[Stored records]
• • • •

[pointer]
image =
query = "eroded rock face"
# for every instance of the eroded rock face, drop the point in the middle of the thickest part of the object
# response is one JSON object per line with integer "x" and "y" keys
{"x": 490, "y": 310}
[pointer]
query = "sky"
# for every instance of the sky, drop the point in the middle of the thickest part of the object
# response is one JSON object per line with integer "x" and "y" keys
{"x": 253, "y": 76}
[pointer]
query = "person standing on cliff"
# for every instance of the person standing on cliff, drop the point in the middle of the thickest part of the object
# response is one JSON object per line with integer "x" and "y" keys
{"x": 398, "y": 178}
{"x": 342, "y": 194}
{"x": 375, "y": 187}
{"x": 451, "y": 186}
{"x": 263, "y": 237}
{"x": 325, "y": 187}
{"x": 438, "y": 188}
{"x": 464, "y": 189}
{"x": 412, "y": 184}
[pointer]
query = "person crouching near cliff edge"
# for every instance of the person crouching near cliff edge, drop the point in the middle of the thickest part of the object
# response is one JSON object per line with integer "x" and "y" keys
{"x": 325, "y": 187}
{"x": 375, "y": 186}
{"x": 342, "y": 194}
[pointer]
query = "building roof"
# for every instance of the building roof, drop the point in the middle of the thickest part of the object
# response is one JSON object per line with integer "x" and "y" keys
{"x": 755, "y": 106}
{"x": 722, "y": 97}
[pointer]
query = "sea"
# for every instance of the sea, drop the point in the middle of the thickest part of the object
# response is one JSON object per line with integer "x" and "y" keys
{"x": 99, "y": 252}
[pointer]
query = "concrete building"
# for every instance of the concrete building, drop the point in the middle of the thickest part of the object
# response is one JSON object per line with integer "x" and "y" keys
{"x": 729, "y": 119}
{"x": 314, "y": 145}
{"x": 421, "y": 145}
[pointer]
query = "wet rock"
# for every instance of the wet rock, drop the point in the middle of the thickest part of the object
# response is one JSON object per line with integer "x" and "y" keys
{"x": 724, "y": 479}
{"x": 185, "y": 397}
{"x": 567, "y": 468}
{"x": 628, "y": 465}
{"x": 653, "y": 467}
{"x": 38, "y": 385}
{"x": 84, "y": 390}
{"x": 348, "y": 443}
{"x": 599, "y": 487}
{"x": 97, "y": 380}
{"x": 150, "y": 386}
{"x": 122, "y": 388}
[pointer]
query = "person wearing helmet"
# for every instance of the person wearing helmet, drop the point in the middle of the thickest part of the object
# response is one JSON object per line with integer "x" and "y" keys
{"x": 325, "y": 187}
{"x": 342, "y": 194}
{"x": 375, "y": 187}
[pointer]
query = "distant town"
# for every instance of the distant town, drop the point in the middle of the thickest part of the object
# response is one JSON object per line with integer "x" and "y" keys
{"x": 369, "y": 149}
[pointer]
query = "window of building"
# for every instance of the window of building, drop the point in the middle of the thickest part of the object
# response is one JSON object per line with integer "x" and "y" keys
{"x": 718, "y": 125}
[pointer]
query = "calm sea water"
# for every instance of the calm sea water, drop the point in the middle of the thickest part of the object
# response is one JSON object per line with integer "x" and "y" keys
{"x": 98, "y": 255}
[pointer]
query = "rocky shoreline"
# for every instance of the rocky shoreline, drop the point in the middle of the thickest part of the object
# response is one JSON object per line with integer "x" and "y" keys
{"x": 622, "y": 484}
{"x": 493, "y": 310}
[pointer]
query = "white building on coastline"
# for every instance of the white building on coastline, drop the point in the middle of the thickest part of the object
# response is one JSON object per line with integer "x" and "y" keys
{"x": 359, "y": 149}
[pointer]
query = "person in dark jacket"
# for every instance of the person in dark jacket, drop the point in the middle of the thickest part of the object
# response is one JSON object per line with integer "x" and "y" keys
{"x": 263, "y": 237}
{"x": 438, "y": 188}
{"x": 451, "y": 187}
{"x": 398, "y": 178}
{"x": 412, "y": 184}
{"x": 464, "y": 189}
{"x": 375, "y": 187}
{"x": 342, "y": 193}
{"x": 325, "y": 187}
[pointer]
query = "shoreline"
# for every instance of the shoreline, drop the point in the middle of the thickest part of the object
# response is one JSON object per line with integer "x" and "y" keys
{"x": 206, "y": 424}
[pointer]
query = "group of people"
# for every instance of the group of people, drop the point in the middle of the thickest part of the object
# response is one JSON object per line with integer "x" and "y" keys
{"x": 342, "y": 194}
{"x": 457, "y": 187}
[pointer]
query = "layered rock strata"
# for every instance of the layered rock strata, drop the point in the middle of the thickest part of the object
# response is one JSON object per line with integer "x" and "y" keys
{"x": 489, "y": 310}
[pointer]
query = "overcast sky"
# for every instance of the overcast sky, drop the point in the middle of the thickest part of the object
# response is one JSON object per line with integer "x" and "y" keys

• • • •

■ The exercise: Copy each line of the material above that contains the string "window".

■ Task solution:
query = "window of building"
# for every instance of the window of building, drop the point in the middle of the thickest part of the object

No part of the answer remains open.